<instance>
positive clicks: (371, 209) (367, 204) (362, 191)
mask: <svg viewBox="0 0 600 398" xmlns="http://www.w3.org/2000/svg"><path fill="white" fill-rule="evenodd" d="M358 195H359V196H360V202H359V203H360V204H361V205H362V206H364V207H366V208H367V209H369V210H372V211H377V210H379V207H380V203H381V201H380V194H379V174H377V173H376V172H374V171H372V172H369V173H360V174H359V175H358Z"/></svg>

--

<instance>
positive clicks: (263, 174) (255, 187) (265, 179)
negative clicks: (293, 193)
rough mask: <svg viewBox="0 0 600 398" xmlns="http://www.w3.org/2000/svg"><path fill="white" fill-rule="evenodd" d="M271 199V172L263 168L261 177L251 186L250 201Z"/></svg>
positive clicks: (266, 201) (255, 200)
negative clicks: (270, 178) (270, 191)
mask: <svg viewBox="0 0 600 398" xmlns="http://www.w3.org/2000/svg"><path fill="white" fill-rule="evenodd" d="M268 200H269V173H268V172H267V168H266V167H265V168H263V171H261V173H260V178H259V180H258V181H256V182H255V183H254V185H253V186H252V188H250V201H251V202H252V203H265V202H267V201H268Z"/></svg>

• ASSIGNED TASK
Lines to set down from above: the line with "negative clicks: (293, 193)", the line with "positive clicks: (266, 201) (255, 200)", and every line between, each exactly as written.

• THE COMPLETED TASK
negative clicks: (293, 193)
rough mask: <svg viewBox="0 0 600 398" xmlns="http://www.w3.org/2000/svg"><path fill="white" fill-rule="evenodd" d="M271 199V172L263 168L261 177L251 186L250 201Z"/></svg>
positive clicks: (266, 201) (255, 200)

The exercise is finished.